### SOURCE PASSAGE

Effect of Different GA Adding Ratios on Static Rheology of α-La

Determination of static rheological properties of foaming agent: measuring rheological properties of the mixed solutions with different GA adding ratios prepared in Embodiments 1 - 2 by RST rheometer while controlling the temperature at 25° C., the shear rate at 0.1 - 100 s^-1, recording the shear stress and apparent viscosity; the results are shown in FIG. 5, where (a) and (b) are the measurement results of static rheological properties of foaming agents prepared in Embodiment 1 and Embodiment 2, respectively. FIG. 5 also shows the apparent viscosity results of α-La/GA composite at different pH values; when the GA concentration is 0 - 1.00 mM (equivalent to the molar concentration ratio of -La to GA greater than 1 : 50), the apparent viscosities of-La alone and combined -La are measured, but no data are observed, probably due to the low viscosity of the solution; however, when GA of more than 3.00 mM (equivalent to the molar concentration ratio of α-La to GA less than 1 : 150) is added, the apparent viscosity of the bound α-La decreases with the increase of shear rate, which indicates that α-La/GA composite exhibits mild shear thinning behavior at pH 7.0 and pH 2.5; and when GA of 15.00 mM (equivalent to the molar concentration of α-La and GA of 1 : 750) is added, the value of apparent viscosity is relatively high; moreover, the apparent viscosity of the complex at pH 2.5 is higher than at pH 7.0 under the same GA concentration; under acidic conditions, the random aggregation of GA molecules is promoted and greater flow resistance is produced as comparing to neutral conditions, indicating that acidic conditions can increase the shear sensitivity of the composite, thus making the foam more stable. In some embodiments, the molar concentration ratio of α-La to GA ranges from 1 : 150 to 1 : 750, and it can be seen from Embodiment 8 that the apparent viscosity is relatively high when the molar concentration ratio of α-La to GA is 1 : 750, and the pH is 2.5.

Coordinate annotation records:

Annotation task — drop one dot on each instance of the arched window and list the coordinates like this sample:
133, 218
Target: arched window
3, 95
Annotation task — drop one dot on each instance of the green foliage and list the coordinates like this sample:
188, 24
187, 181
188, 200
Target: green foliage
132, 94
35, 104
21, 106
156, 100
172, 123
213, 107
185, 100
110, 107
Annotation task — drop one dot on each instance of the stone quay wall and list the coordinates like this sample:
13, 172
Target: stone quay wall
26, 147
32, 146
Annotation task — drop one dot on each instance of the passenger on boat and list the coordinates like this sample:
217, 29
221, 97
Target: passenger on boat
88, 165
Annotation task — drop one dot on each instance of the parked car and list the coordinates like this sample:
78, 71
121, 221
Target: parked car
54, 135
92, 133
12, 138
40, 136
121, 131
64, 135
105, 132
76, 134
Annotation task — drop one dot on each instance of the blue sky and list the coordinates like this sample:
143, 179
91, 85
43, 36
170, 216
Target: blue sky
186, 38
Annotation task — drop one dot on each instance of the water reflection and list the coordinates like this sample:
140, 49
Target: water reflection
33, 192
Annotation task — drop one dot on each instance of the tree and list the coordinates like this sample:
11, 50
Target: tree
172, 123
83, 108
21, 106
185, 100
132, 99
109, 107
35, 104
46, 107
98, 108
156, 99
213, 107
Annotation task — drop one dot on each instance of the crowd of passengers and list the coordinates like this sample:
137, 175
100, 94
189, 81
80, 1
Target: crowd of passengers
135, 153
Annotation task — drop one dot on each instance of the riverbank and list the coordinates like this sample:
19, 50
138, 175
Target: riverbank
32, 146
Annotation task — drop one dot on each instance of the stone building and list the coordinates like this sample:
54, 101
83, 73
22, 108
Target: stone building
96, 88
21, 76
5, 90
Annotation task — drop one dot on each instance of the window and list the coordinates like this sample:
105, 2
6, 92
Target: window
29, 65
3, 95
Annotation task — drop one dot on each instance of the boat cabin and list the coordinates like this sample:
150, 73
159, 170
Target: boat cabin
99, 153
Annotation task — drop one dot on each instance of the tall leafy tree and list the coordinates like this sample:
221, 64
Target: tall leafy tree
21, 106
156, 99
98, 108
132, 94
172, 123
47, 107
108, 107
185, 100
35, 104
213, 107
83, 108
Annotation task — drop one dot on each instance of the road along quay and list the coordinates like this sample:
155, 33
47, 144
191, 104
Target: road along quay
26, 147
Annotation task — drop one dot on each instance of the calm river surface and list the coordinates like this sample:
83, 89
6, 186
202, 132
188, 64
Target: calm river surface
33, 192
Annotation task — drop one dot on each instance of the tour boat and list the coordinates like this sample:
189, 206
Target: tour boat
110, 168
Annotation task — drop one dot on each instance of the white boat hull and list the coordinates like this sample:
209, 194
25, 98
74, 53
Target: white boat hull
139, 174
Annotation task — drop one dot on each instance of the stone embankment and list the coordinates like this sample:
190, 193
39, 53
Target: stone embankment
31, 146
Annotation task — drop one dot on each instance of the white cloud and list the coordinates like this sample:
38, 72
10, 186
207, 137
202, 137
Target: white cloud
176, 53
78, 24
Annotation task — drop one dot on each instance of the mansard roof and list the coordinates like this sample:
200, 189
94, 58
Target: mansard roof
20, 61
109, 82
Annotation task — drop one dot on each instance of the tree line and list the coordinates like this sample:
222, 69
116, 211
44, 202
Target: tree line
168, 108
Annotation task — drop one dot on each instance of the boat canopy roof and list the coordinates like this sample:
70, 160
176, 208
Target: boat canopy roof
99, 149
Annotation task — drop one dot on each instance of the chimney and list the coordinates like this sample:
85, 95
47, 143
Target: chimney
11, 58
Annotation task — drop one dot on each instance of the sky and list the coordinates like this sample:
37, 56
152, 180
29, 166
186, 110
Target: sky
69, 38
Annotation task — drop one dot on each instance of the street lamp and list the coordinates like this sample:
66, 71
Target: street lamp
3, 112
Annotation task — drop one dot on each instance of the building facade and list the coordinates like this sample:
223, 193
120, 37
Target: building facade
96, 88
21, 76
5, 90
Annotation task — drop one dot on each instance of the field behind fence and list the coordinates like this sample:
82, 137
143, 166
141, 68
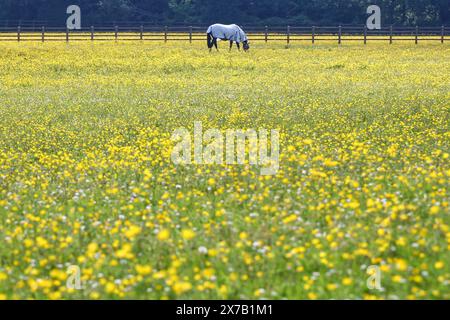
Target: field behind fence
197, 33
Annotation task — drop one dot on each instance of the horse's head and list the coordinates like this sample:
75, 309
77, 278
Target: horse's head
246, 45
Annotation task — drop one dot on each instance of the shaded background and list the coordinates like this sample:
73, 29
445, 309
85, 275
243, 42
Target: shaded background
184, 12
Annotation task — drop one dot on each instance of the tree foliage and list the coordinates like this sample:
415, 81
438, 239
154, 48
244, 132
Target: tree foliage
271, 12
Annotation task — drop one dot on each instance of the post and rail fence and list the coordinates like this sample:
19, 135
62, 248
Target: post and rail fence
288, 34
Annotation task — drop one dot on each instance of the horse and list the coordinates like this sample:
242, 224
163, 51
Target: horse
231, 32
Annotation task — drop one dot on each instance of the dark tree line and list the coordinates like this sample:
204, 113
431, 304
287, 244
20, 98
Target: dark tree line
269, 12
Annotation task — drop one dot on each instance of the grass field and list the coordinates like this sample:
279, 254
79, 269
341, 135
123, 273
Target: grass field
86, 177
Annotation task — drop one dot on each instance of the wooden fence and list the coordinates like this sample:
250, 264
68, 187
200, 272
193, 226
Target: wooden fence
195, 33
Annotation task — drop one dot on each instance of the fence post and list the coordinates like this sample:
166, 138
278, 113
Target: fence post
340, 35
390, 35
365, 34
417, 35
313, 35
288, 34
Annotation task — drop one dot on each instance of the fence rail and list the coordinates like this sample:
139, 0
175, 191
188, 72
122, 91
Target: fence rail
196, 33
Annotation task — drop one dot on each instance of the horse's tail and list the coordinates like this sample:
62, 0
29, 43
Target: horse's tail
209, 40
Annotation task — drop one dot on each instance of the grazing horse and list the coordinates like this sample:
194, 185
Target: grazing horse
231, 32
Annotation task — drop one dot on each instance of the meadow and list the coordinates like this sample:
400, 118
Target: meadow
86, 177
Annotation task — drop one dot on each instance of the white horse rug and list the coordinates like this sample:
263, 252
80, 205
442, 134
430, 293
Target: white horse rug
230, 32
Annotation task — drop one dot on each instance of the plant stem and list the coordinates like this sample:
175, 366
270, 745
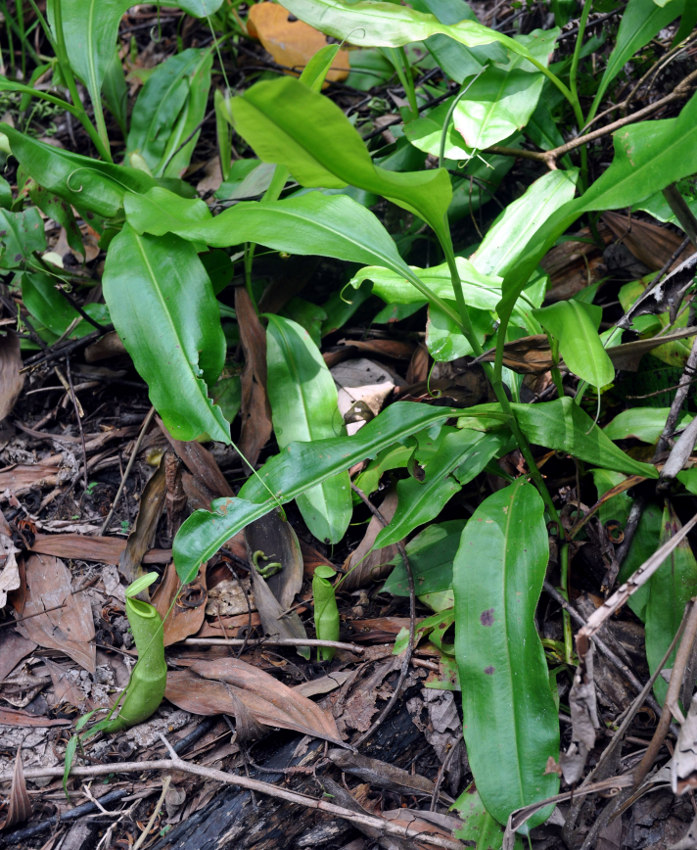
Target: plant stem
493, 374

### GOALS
(a) In the passage on α-La/GA rheology, at what temperature was the RST rheometer controlled during the measurements?
(b) Proceed with the passage on α-La/GA rheology, continuing it from the point at which it stops.
The records bear no relation to the passage on α-La/GA rheology.

### RESULTS FOR THE EXERCISE
(a) 25° C.

(b)
Embodiment 9

Effect of Different GA Adding Ratios on Dynamic Rheology of α-La

Determination of dynamic rheological properties of foaming agent: measuring the rheological properties of the mixed solutions with different GA adding ratios prepared in Embodiments 1 - 2 by RST rheometer while controlling the temperature at 25° C., the frequency of dynamic modulus of the sample in the range of 0.01 hertz (Hz) to 10 Hz, and the scanning constant strain amplitude at 0.3%.

The results of measuring dynamic rheological properties of α-La/GA mixed solutions prepared in Embodiments 1 - 2 are shown in (a) and (b) of FIG. 6, respectively; as can be seen form the FIG. 6, the G′ of the composite is always higher than G″ under acidic and neutral conditions in the frequency range of 0.01 - 10 Hz; there is no intersection between G′ and G″, meaning that there is a weak gel network structure in all samples; moreover, the G′ and G″ values of all samples show frequency dependence, indicating that G′ and G″ increase with the increase of frequency values. The G′ and G″ values of α-La in the presence of 10.0 mM GA are significantly higher than that in other GA concentrations at pH 7.0 and pH 2.5 (p<0.05). In some embodiments, the molar concentration ratio of α-La to GA is 1 : 500, and it can be seen from Embodiment 9 that the G′ is relatively high and the dynamic rheology is good when the molar concentration ratio of α-La to GA is 1 : 500 and the pH value is adjusted to 2.5.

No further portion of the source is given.